**Given instruction:** Reproduce the closing part of the entries exactly: the line with "of the outstretched" and all lines after it, ending with the last line, and nothing else.

**Data for this exercise:**
____

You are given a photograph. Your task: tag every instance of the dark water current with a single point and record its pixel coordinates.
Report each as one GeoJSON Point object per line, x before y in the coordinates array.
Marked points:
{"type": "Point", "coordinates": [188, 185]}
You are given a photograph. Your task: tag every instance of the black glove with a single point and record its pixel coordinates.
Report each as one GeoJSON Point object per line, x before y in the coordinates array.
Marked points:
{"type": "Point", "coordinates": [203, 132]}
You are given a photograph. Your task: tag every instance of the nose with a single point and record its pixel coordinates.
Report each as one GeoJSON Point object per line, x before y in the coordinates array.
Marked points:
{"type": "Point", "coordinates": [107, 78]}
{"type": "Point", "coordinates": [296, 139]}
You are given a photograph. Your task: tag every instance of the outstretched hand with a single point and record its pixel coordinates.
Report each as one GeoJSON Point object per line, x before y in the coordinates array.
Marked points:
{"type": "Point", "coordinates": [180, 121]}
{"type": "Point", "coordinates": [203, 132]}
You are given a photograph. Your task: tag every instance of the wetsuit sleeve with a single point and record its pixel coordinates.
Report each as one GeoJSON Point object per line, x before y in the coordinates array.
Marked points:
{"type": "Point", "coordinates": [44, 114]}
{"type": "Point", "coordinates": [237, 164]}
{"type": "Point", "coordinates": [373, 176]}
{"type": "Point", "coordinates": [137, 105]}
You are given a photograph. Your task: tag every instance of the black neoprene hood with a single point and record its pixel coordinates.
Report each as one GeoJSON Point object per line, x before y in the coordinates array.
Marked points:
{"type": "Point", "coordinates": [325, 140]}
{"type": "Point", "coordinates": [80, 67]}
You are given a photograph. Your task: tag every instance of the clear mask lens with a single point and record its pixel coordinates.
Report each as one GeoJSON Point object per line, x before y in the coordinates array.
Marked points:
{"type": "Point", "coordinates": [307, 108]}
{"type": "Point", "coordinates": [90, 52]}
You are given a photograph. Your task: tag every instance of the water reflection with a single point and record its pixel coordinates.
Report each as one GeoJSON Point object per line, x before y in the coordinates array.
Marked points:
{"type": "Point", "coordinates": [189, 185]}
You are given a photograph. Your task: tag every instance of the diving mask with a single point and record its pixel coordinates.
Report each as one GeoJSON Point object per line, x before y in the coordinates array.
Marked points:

____

**Solution below:**
You are given a photograph. Your task: tag every instance of the outstretched hand with a single point and record its pixel coordinates.
Report each as one GeoJSON Point object per line, x before y in the coordinates array.
Marked points:
{"type": "Point", "coordinates": [180, 121]}
{"type": "Point", "coordinates": [203, 132]}
You are given a photograph. Your task: tag every instance of the wetsuit sleeve with a single point and record its pixel coordinates.
Report each as one GeoJSON Point object per line, x before y in the coordinates array.
Marked points:
{"type": "Point", "coordinates": [44, 114]}
{"type": "Point", "coordinates": [237, 164]}
{"type": "Point", "coordinates": [373, 176]}
{"type": "Point", "coordinates": [137, 105]}
You are given a photograph. Your task: tag every instance of the black neoprene hood with a single point and record its pixel coordinates.
Report each as one GeoJSON Point object per line, x before y in the coordinates array.
Marked points:
{"type": "Point", "coordinates": [325, 140]}
{"type": "Point", "coordinates": [80, 67]}
You are given a photograph. Your task: tag every instance of the clear mask lens with a single point and record its pixel coordinates.
Report each as one GeoJSON Point object per line, x before y in the coordinates array.
Marked points:
{"type": "Point", "coordinates": [307, 108]}
{"type": "Point", "coordinates": [90, 52]}
You are given a photograph. Your task: tag every instance of the water reflection with a single point and record its pixel coordinates.
Report each as one GeoJSON Point object per line, x before y in the coordinates array.
Marked points:
{"type": "Point", "coordinates": [189, 185]}
You are given a photograph. Your task: tag every instance of the diving mask with a single point and record its pixel coordinates.
Report each as one GeoJSON Point object per line, x before y in the coordinates array.
Marked points:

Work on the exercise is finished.